_Data_:
◇ ◇ ◇
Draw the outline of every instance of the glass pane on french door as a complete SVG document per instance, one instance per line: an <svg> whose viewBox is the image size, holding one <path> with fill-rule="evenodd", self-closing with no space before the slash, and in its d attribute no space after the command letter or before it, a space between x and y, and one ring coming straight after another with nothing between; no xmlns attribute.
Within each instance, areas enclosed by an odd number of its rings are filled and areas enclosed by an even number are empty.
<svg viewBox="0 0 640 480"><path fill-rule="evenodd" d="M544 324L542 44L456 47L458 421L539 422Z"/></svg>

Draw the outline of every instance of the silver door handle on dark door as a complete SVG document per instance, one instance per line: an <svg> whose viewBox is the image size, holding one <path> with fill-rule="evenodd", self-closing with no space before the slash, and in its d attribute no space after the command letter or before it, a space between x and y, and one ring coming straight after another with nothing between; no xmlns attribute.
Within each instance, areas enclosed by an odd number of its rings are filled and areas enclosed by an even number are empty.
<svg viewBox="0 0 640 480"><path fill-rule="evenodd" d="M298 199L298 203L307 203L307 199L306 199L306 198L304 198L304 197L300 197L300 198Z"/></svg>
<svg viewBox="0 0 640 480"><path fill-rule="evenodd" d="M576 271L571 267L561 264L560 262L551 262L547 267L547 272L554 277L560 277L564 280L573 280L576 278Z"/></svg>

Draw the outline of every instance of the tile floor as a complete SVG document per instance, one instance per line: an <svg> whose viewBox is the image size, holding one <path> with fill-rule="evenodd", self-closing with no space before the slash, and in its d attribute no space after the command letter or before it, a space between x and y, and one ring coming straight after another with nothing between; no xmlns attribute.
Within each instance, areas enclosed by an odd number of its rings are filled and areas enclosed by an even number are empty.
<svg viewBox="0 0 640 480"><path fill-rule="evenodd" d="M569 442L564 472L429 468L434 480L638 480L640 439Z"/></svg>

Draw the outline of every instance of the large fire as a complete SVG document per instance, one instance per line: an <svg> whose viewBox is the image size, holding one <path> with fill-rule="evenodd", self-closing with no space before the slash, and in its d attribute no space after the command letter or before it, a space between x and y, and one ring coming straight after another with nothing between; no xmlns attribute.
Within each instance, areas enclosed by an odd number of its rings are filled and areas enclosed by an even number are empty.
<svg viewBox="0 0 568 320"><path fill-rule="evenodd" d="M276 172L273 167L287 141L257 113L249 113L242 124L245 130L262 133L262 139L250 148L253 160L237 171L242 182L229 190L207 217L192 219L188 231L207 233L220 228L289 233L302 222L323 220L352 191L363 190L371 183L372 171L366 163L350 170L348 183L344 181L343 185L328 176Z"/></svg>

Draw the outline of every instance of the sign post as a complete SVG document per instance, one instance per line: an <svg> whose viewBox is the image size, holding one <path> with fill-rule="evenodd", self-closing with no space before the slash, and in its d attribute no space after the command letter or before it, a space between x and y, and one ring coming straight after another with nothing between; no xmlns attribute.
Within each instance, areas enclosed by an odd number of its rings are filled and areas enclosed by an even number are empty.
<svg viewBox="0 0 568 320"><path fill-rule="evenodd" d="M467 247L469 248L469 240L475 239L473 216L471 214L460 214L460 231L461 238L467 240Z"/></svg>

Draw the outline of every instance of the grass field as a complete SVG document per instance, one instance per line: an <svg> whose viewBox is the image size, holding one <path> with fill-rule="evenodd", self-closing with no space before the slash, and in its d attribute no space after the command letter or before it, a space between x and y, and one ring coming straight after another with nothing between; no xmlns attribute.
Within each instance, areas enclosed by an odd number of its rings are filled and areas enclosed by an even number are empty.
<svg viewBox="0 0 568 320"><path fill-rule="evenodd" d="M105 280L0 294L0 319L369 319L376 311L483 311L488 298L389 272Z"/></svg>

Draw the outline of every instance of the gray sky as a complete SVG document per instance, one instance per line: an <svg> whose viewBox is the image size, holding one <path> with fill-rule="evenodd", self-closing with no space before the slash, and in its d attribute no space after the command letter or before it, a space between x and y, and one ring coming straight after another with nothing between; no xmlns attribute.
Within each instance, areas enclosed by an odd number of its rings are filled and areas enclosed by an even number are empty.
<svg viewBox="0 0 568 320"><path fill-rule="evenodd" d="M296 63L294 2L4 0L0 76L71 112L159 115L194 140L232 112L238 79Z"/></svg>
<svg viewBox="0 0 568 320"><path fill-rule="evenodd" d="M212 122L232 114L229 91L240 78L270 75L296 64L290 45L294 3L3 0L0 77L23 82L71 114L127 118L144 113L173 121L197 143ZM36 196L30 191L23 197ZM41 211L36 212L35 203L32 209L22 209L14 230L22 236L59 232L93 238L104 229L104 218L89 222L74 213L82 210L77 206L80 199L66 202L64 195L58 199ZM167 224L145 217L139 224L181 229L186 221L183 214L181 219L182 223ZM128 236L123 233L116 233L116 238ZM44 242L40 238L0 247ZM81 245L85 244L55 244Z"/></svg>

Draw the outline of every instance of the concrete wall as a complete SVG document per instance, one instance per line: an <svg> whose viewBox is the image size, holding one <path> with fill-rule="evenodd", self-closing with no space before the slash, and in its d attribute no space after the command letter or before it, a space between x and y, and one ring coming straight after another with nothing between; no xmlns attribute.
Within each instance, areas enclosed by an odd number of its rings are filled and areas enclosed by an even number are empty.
◇ ◇ ◇
_Problem statement_:
Return a copy of each line in the records above that has "door" in it.

_Exercise result_:
Draw the outline of every instance of the glass pane on french door as a complete SVG document per instance, one instance per line: an <svg> whose viewBox is the image size, holding one <path> with fill-rule="evenodd", self-closing with no space before the slash, and in its d attribute no space after the command letter or before it, a space between x and y, and one ring coming straight after another with nothing between; no xmlns attribute.
Draw the outline of every instance of the silver door handle on dark door as a complete SVG document per instance, one instance per line: an <svg> whose viewBox is the image size, holding one <path> with fill-rule="evenodd", self-closing with no space before the slash, and in its d attribute no space after the command letter or before it, a space between x and y, and one ring coming straight after another with nothing between; no xmlns attribute.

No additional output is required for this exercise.